*** RECORD SET Section Begins ***

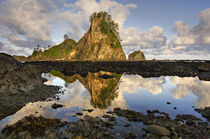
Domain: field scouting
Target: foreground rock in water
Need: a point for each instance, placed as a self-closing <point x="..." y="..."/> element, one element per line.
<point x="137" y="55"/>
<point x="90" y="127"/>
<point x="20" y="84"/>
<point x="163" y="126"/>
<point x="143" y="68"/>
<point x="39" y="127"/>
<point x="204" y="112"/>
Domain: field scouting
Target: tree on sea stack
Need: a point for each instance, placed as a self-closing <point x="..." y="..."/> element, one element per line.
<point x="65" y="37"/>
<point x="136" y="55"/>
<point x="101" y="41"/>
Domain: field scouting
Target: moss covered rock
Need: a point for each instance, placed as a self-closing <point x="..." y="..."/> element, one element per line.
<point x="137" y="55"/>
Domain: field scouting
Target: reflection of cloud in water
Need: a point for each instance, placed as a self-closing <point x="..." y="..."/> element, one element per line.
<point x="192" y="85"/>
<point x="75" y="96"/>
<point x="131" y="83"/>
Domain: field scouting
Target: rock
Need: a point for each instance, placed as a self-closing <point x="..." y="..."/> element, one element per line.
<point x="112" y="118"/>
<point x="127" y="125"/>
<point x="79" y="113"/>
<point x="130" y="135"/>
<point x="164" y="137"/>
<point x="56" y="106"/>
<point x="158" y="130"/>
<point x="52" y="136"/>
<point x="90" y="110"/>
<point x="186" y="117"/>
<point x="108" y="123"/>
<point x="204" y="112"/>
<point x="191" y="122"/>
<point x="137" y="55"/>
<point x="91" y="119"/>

*** RECORD SET Section Ends ***
*** RECORD SET Section Begins ***

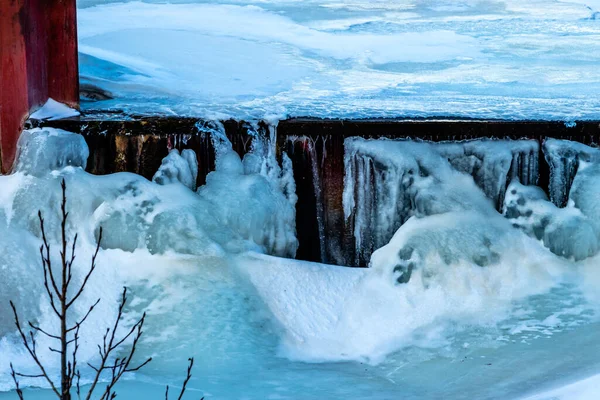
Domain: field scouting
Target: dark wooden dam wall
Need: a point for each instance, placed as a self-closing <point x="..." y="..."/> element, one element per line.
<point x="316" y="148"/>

*** RECORD SET Section Ends ***
*** RECORD SET Section Begins ***

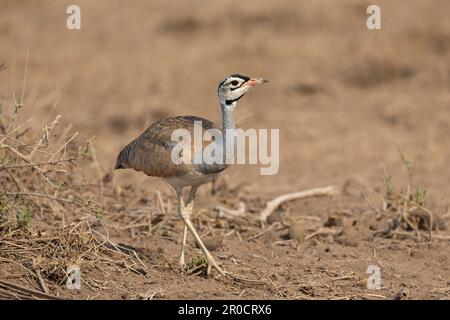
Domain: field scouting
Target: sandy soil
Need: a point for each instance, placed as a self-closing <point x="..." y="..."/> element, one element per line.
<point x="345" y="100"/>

*** RECORD SET Section Ends ***

▸ **TASK**
Show me every line in the data above that includes "Target".

▸ **FINISHED EXERCISE**
Target: foreground rock in water
Target: tree on sea stack
Target: moss covered rock
Target: reflection of cloud in water
Target: rock
Target: dark wooden dam wall
Target: sandy soil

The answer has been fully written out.